__MATERIAL SUPPLIED__
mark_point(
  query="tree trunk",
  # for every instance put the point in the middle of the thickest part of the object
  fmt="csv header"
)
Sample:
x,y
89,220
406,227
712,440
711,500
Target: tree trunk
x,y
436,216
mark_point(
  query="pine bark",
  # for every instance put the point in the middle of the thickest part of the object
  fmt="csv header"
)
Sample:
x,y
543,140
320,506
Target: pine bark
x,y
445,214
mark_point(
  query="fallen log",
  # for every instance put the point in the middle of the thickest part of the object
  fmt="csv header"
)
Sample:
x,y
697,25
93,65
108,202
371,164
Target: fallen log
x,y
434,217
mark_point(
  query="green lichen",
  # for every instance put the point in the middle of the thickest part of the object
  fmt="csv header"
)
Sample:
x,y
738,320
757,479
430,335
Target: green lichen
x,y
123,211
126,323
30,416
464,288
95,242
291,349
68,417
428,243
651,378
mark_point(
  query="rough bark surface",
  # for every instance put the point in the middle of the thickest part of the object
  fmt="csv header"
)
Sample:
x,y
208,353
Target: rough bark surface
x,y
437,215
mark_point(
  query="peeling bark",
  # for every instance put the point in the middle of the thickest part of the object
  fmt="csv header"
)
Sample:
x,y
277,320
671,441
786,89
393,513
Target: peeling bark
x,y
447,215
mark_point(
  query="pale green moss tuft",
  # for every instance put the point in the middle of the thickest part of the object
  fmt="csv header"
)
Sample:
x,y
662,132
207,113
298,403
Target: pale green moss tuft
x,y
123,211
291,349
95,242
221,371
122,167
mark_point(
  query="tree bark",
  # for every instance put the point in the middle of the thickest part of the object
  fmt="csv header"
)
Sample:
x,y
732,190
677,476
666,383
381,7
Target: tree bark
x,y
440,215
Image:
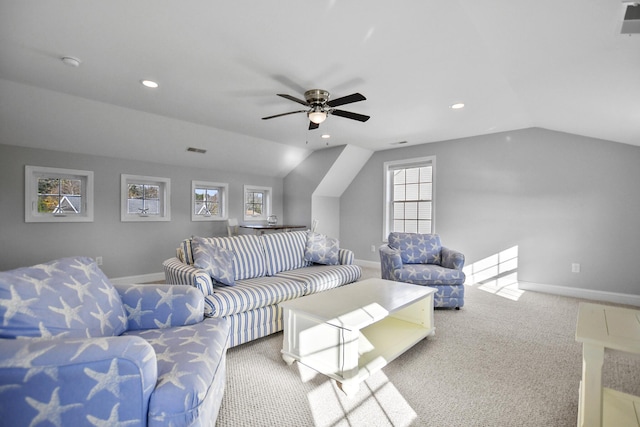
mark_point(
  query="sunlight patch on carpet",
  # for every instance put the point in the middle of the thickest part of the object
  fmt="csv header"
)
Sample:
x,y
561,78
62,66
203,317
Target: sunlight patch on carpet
x,y
378,399
496,274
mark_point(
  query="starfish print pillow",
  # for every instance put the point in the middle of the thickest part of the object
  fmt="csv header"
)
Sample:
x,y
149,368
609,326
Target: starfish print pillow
x,y
69,296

__REQUIRED WORK__
Look through the entries above and count each line holding "query"; report the count alone.

__RESULT OF THIS EXERCISE__
10